*What to work on*:
Swap "dot" for "point" in every line of the items below, changing nothing else, and leave the pictures out of your output.

(Location labeling records)
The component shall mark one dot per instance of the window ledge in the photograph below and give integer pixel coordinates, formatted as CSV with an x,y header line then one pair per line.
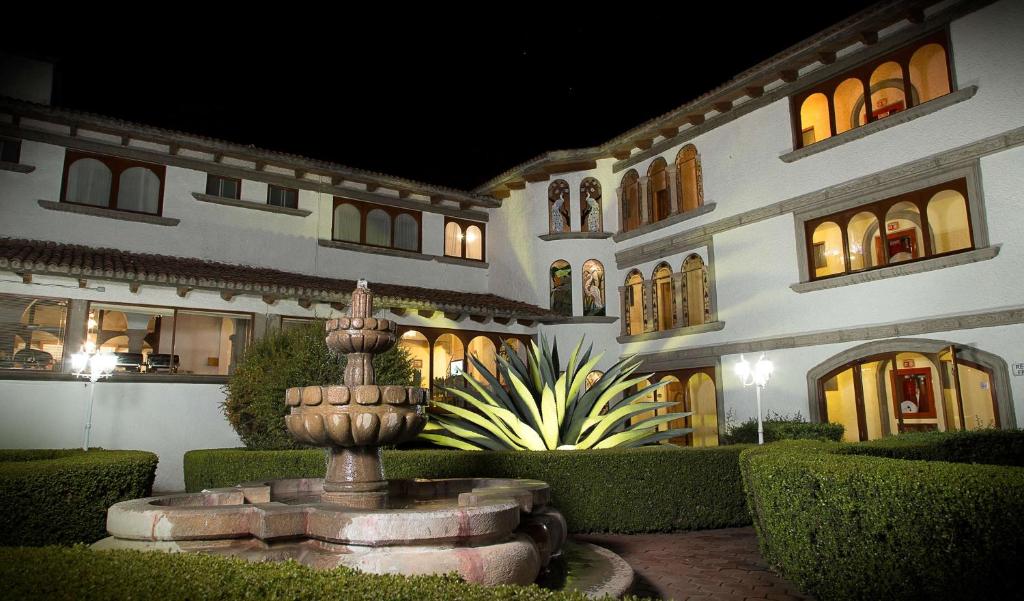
x,y
584,319
461,261
576,235
109,213
132,378
251,205
896,270
358,248
670,220
16,167
686,331
864,130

*Task response*:
The component shall mark one point per instance of the window ledge in the photograph below and give integer pixel coordinates, formatted as CSV with an x,y header line then one pair per line.
x,y
584,319
461,261
576,235
109,213
132,378
251,205
896,270
358,248
670,220
16,167
686,331
864,130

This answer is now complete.